[[ SOURCE DOCUMENT, beginning ]]

|February meth bust cases nearly closed|
|Written by George Browning|
|Tuesday, 27 November 2012 00:00|
Washington County law enforcement officers spent a lot of time earlier this year attacking the meth problem in the area.
They made 18 arrests and took 14 meth labs off the street.
Since that time, Washington County Prosecutor Dustin Houchin and his staff have been busy wrapping those cases up.
Of the 18 arrests, 13 sentences have been handed out and four others have pled guilty to charges, but have not been sentence.
“We are pretty lucky in the relationship we have with the state police and the city and county police,” Houchin said. “We all work really well together and are willing to concentrate resources in the county. (The 14 meth labs shut down) are a result of that.
“It was a large number of cases coming through at once, so it took a lot of time to get through them, but I am happy to get them done.”
The following is a list of those convicted and the sentences they received:
Shawn Hunkenbein, 10 years in the Indiana Department of Corrections (IDOC) with three years suspended.
Daniel Ledford, 15 years in the IDOC, one year suspended.
Justin Klinglesmith, 13 years IDOC, four years suspended.
Wesley Dicus, 10 years IDOC, two years suspended.
Kristen Hacker, 10 years IDOC, two years suspended.
John Losson, 10 years IDOC, two years suspended.
Allison Klinglesmith, 11 years IDOC, one year suspended.
Lacey Jackson, 12 years IDOC, three years suspended.
Tonya Campbell, 10 years IDOC, three and a half years suspended.
Darren Terrell, 10 years IDOC, zero suspended.
Stacey Sparks, 545 days IDOC, 356 days suspended (charged with and plead to possession of meth).

[[ SOURCE DOCUMENT, end ]]
[[ RECORDS SUPPLIED, beginning ]]

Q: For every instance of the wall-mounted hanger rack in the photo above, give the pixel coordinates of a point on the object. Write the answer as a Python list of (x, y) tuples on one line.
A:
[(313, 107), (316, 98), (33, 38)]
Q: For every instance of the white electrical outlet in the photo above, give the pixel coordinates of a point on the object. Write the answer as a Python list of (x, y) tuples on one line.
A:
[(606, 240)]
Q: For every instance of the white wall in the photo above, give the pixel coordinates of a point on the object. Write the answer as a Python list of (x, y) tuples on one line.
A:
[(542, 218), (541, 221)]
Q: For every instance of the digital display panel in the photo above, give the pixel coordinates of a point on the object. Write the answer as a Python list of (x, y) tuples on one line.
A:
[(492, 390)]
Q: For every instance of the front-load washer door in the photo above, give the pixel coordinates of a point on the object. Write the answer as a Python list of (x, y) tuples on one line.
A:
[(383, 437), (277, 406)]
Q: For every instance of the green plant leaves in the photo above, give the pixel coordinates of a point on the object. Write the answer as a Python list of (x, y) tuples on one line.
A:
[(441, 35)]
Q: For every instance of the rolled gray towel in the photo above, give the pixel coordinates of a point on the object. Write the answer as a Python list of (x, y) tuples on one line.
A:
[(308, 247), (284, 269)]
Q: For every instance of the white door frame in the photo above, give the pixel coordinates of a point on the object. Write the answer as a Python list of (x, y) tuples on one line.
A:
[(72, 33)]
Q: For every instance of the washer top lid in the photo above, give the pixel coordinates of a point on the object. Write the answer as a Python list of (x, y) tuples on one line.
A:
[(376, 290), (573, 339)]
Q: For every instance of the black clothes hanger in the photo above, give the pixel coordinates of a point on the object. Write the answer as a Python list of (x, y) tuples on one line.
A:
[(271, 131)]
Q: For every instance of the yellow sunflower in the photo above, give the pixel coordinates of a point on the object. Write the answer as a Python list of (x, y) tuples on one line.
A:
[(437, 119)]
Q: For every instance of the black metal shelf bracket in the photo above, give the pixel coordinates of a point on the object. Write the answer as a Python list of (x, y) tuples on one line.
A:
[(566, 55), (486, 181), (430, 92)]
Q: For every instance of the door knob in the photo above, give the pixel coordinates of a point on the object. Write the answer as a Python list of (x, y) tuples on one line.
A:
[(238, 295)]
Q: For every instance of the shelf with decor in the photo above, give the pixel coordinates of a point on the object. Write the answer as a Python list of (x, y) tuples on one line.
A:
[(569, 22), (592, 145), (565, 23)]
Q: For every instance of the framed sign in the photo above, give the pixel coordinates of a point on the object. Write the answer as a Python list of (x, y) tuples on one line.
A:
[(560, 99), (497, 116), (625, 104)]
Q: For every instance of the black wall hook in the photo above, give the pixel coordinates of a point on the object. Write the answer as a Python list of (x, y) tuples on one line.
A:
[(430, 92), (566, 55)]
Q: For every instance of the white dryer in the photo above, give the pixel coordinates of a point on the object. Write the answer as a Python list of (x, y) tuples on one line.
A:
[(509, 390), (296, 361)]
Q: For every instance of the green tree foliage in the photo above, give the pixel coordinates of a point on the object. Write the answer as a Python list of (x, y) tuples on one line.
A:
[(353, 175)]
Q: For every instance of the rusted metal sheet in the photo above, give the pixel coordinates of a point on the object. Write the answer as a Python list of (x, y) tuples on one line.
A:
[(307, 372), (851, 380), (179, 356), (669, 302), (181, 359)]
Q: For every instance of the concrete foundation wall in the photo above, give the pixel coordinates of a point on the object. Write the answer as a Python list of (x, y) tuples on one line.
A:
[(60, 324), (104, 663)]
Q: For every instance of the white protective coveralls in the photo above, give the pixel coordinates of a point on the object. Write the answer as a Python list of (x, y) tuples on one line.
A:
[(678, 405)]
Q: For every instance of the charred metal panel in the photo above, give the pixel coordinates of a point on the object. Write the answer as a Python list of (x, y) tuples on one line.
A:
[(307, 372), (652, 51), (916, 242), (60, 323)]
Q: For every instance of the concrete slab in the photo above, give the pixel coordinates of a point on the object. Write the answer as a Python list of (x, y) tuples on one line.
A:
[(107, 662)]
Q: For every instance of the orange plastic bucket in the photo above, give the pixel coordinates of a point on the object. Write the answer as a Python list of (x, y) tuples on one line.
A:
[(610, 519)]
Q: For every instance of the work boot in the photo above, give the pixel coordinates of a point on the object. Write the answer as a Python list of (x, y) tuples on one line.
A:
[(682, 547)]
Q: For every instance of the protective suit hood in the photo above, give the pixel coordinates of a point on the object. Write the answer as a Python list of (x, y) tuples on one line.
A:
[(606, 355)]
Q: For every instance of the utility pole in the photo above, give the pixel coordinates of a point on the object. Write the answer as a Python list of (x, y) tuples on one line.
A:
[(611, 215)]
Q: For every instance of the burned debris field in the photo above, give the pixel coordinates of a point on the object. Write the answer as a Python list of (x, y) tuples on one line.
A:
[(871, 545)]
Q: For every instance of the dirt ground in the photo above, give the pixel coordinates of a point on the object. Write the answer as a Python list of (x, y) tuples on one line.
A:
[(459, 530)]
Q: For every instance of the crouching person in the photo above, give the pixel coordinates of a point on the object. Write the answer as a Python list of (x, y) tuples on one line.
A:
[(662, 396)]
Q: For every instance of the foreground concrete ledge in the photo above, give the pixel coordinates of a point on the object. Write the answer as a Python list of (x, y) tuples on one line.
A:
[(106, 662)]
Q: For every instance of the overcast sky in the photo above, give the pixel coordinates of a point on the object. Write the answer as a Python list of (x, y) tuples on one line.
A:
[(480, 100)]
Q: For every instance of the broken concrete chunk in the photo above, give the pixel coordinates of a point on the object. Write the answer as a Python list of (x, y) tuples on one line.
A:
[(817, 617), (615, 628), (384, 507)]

[[ RECORDS SUPPLIED, end ]]
[[ RECORDS SUPPLIED, beginning ]]

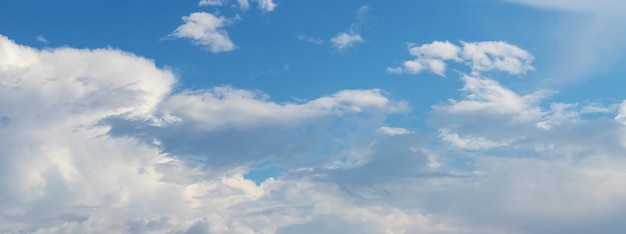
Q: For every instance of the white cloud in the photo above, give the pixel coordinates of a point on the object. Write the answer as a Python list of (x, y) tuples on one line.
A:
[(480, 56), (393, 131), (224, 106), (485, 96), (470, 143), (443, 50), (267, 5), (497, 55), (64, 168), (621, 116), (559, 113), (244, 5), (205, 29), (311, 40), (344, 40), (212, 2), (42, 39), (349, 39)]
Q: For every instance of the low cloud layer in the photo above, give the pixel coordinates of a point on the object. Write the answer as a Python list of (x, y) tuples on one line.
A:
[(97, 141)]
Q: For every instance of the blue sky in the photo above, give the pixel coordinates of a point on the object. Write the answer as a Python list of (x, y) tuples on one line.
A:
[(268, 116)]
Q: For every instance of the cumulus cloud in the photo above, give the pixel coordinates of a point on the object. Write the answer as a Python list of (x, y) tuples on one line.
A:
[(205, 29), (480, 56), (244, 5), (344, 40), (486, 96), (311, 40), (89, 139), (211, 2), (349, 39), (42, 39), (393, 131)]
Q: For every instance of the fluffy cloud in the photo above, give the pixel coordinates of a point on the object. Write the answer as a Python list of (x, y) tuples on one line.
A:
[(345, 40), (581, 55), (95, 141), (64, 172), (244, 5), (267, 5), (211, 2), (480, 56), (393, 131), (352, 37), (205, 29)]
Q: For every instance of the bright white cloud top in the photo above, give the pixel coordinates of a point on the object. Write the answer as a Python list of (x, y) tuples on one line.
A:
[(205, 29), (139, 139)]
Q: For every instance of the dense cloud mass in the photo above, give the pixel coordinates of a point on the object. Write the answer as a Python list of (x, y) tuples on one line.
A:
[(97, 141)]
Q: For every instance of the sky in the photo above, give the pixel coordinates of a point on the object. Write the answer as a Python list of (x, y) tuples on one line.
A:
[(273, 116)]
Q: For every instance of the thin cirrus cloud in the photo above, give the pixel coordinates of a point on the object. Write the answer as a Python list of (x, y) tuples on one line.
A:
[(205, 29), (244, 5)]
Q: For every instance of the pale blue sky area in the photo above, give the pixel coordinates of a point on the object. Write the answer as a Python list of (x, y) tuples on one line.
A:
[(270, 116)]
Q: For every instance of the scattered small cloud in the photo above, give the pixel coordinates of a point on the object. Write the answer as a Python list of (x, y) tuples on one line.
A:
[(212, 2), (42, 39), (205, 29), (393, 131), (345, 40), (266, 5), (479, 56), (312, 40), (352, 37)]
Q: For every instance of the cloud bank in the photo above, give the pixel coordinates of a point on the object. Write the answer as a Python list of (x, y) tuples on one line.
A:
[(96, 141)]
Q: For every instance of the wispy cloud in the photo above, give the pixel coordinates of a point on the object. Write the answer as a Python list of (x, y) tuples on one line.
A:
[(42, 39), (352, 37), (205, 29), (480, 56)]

[[ RECORDS SUPPLIED, end ]]

Continue the article on the February meth bust cases, starting right after its final line.

Sherry Nunley, 545 days IDOC, 537 suspended, 180 days home detention followed by probation (charged with & plead to maintaining a common nuisance and neglect of a dependent).
Robert Nunley, five years IDOC, zero suspended (charged with & plead to possession of meth precursors & neglect of a dependent).
The following people have plead, but have not been sentenced: Josey Wells, Jason Atkins, Valerie Dicus and Frank Sparks.
One of the cases involving Heather Warman is still pending.
Houchin said shutting down the labs put a dent in the availability of the drug locally, but said people will always find a way to manufacture the drug.
“Meth is a seriously problem and what it takes are efforts like this,” he said. “It’s a problem we will have to continue to fight.
‘The tools of putting the medicine needed to make it behind the counters and limiting purchases are certainly helpful. Those things help with the problem, but it also shifts the problems to other areas. Meth labs are smaller and harder to detect. People also switch to different drugs when it gets difficult to make meths.”